Given records =>
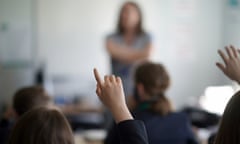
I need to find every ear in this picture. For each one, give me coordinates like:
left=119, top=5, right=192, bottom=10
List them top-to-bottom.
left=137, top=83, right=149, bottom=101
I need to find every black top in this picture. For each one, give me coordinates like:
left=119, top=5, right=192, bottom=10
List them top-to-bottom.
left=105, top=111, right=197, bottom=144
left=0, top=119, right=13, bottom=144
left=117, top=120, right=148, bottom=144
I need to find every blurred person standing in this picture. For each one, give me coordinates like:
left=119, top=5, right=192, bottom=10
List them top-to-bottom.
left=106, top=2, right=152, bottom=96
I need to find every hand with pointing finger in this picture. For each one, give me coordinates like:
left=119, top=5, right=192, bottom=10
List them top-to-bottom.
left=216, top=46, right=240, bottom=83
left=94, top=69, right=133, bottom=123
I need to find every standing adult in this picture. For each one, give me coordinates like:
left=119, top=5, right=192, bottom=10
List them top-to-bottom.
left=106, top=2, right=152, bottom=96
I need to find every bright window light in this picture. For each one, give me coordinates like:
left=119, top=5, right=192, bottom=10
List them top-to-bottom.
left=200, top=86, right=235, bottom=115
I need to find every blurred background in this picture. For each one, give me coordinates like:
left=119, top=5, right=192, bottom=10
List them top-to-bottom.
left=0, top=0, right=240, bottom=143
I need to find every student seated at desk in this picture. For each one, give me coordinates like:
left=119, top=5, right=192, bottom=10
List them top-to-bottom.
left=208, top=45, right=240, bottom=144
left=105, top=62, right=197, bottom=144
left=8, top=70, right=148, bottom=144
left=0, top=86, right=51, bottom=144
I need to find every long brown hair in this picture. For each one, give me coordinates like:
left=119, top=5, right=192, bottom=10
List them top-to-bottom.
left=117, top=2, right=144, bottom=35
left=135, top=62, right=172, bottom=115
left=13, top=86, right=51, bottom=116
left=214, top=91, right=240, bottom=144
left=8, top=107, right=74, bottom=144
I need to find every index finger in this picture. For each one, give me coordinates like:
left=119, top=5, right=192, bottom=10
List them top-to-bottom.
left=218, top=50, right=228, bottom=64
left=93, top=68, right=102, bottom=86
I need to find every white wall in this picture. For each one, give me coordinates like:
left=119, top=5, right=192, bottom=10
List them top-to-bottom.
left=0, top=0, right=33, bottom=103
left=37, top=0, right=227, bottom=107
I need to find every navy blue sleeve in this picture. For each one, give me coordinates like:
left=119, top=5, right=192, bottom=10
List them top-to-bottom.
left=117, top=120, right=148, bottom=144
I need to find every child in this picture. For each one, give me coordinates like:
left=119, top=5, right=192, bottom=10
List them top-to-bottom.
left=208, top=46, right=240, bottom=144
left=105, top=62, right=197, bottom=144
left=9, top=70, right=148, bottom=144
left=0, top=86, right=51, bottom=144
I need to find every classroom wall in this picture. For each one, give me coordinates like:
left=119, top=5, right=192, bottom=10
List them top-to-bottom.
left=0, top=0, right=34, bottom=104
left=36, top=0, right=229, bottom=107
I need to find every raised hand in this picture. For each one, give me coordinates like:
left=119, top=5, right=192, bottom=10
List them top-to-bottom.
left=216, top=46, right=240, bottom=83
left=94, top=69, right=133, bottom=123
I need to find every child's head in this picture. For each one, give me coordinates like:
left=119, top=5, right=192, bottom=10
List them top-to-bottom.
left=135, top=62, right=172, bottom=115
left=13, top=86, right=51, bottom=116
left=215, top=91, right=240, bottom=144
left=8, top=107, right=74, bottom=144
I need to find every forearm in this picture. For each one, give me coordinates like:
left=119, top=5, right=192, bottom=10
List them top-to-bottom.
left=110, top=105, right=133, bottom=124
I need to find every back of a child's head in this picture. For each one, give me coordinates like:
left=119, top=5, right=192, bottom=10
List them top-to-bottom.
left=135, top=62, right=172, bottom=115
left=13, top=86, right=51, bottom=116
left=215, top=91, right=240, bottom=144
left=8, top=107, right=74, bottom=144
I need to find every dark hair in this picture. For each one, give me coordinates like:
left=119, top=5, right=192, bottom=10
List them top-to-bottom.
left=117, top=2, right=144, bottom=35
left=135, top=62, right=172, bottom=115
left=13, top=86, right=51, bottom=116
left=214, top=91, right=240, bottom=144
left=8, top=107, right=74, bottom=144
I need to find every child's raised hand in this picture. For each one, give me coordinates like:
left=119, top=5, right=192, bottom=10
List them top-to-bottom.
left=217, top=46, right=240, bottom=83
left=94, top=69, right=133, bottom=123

* * *

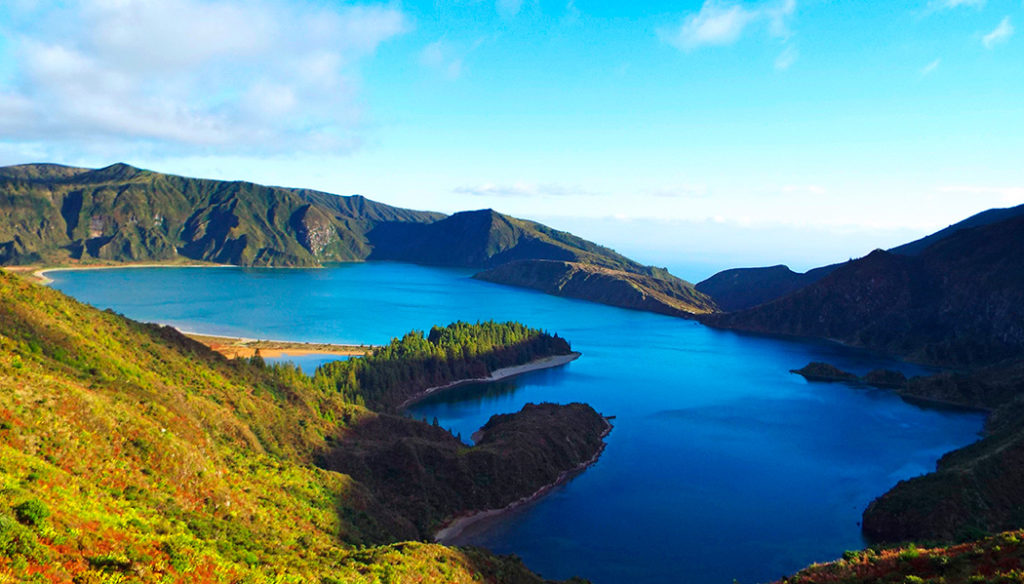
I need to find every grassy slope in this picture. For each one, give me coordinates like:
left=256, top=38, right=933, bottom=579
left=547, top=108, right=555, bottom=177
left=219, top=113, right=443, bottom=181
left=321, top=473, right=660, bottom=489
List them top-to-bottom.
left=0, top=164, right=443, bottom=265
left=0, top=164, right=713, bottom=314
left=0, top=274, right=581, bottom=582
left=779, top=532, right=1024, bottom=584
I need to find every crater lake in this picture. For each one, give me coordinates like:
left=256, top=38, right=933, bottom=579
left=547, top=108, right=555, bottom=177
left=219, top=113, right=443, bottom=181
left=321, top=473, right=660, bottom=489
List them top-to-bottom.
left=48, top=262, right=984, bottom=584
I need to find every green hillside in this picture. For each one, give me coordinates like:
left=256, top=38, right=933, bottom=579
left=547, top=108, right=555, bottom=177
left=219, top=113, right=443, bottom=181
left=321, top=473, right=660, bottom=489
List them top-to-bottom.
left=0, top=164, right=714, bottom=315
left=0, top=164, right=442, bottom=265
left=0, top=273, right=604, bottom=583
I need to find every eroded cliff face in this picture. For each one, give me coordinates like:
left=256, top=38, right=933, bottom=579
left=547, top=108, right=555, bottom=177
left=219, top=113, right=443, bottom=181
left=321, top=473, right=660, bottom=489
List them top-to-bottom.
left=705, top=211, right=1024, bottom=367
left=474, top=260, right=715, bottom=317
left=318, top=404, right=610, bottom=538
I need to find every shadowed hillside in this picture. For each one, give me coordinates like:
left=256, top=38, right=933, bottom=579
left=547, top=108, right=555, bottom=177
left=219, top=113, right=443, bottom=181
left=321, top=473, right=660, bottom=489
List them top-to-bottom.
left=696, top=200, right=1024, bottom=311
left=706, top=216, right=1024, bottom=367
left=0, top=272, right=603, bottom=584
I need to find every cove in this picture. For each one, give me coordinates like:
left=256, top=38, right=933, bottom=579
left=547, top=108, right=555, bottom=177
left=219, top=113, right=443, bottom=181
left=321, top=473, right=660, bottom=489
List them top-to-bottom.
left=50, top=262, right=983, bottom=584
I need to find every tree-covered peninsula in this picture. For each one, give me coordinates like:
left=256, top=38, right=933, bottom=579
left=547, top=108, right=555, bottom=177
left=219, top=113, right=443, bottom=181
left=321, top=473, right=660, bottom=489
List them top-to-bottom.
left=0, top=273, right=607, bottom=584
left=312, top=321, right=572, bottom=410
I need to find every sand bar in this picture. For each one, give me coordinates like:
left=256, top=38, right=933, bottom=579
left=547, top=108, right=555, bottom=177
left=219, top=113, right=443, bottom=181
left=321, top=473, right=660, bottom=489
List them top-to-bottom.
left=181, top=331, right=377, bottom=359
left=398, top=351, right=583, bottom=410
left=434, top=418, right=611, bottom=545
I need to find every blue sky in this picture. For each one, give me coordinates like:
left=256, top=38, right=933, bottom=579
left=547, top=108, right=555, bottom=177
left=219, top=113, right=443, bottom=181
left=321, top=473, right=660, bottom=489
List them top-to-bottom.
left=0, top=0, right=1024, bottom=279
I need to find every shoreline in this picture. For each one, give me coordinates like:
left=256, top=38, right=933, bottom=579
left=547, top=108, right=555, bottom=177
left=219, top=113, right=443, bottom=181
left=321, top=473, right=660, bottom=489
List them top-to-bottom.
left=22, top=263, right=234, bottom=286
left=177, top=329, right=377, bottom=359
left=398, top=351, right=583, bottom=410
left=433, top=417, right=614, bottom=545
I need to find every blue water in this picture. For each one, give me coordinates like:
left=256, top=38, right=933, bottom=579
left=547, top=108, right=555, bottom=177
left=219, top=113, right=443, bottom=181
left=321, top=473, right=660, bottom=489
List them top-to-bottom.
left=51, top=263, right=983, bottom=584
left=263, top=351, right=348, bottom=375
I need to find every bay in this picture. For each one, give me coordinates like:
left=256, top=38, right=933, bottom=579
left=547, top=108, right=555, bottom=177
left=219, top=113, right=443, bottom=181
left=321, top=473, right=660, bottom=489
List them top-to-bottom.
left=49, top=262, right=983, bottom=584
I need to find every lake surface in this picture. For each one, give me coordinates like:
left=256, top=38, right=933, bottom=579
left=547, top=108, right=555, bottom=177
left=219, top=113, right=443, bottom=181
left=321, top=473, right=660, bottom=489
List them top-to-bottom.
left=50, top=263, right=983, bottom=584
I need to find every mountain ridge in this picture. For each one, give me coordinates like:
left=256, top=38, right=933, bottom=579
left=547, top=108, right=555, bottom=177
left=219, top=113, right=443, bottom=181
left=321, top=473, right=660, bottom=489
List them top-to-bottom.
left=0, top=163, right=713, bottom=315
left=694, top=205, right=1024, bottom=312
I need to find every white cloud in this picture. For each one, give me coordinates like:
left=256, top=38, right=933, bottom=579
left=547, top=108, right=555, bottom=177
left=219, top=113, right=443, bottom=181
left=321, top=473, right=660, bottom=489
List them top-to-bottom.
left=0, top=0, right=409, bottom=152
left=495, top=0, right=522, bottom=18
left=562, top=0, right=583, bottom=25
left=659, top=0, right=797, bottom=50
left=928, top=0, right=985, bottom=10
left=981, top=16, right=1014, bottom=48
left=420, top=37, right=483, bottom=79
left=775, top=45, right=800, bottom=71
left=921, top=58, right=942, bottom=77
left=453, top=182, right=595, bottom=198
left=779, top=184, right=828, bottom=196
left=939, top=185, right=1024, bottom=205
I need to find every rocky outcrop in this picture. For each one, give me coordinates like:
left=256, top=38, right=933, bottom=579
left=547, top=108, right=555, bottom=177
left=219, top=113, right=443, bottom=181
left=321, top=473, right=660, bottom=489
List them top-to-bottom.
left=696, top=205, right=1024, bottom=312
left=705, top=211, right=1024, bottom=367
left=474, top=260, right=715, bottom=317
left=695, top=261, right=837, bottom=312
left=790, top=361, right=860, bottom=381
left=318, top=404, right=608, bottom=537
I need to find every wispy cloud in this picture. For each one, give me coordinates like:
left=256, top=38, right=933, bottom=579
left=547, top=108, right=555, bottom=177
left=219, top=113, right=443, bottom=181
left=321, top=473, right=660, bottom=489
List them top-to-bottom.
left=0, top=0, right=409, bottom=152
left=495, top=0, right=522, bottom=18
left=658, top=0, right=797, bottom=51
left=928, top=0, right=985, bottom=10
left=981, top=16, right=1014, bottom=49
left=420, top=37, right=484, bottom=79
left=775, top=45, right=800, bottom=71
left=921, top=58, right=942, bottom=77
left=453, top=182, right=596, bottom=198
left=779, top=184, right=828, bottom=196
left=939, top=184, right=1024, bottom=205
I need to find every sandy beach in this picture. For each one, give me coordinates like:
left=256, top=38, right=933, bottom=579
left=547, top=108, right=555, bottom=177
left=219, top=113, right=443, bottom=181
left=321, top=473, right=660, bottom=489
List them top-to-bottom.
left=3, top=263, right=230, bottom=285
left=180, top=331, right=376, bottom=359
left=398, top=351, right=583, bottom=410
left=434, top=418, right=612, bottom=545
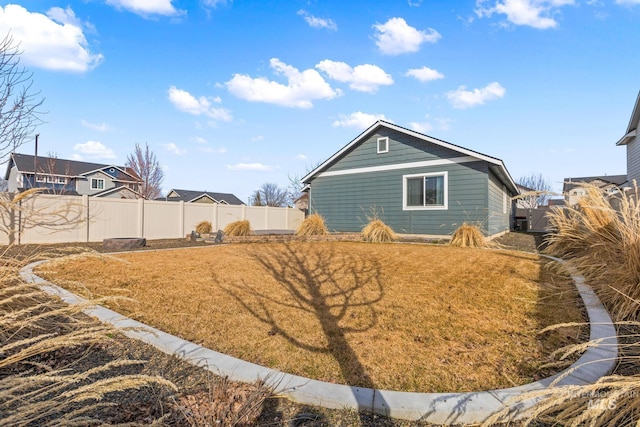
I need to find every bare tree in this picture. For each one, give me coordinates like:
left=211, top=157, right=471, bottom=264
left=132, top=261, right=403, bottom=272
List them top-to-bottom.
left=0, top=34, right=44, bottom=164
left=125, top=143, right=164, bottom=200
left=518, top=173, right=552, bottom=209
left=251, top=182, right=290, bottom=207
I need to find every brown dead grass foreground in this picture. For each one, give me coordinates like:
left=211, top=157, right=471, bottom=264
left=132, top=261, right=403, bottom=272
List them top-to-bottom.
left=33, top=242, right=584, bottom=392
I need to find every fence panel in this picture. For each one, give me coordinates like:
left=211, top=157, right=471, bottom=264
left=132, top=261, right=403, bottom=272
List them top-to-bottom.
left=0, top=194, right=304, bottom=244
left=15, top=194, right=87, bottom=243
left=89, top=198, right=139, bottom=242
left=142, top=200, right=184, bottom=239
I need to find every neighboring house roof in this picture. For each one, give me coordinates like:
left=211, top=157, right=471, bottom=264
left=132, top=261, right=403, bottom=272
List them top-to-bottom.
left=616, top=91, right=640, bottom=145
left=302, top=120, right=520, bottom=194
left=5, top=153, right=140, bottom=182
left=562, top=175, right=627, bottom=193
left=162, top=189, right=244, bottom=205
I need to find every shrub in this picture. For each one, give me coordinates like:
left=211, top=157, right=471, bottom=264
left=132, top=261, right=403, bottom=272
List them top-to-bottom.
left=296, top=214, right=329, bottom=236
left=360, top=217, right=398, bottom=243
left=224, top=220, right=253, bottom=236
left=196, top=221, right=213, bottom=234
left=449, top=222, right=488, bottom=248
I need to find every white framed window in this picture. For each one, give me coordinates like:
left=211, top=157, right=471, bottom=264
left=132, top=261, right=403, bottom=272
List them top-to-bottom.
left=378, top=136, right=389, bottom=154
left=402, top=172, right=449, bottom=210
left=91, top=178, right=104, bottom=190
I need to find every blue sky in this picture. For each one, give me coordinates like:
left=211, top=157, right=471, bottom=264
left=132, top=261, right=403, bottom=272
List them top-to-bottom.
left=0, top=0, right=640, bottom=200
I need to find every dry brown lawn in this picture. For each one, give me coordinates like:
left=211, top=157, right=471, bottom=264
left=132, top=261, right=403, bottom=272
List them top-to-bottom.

Set task =>
Could you reproduce, word for word, the lines that begin with the one containing "I need to find every blue water" and continue through the one containing "left=50, top=263, right=983, bottom=584", with both of those lines included?

Response for this exercise =>
I need to find every blue water in this picture. For each one, give me coordinates like:
left=256, top=38, right=933, bottom=579
left=547, top=108, right=555, bottom=177
left=219, top=113, right=443, bottom=181
left=321, top=473, right=660, bottom=489
List them top-to-bottom.
left=51, top=263, right=983, bottom=584
left=263, top=351, right=348, bottom=375
I need to find every bay in this picture. For each one, give me coordinates like:
left=256, top=38, right=933, bottom=579
left=547, top=108, right=555, bottom=177
left=219, top=113, right=443, bottom=181
left=321, top=473, right=660, bottom=489
List them top-to-bottom.
left=49, top=262, right=983, bottom=584
I need to find every lake surface in this picture. For each one, give me coordinates like:
left=256, top=38, right=933, bottom=579
left=547, top=108, right=555, bottom=177
left=219, top=113, right=443, bottom=181
left=321, top=473, right=660, bottom=489
List them top-to-bottom.
left=50, top=263, right=983, bottom=584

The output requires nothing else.